┌────────

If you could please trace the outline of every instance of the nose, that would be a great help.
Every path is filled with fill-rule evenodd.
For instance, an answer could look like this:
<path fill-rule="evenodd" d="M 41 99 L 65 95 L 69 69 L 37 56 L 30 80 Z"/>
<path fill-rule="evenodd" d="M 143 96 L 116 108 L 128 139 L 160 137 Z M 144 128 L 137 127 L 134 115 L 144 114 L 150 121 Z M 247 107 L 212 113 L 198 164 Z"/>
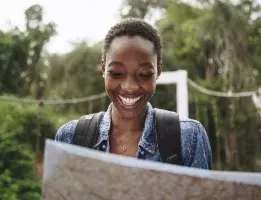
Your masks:
<path fill-rule="evenodd" d="M 139 85 L 135 78 L 126 77 L 121 84 L 121 89 L 128 94 L 133 94 L 138 91 Z"/>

└────────

Every line from the one containing "143 96 L 116" to the last line of the material must be returned exactly. Leave out any pictures.

<path fill-rule="evenodd" d="M 143 96 L 116 108 L 128 139 L 160 137 Z M 144 128 L 137 127 L 134 115 L 144 114 L 150 121 Z M 247 107 L 212 113 L 198 164 Z"/>
Your masks:
<path fill-rule="evenodd" d="M 139 85 L 135 78 L 126 77 L 121 84 L 121 89 L 128 94 L 133 94 L 138 91 Z"/>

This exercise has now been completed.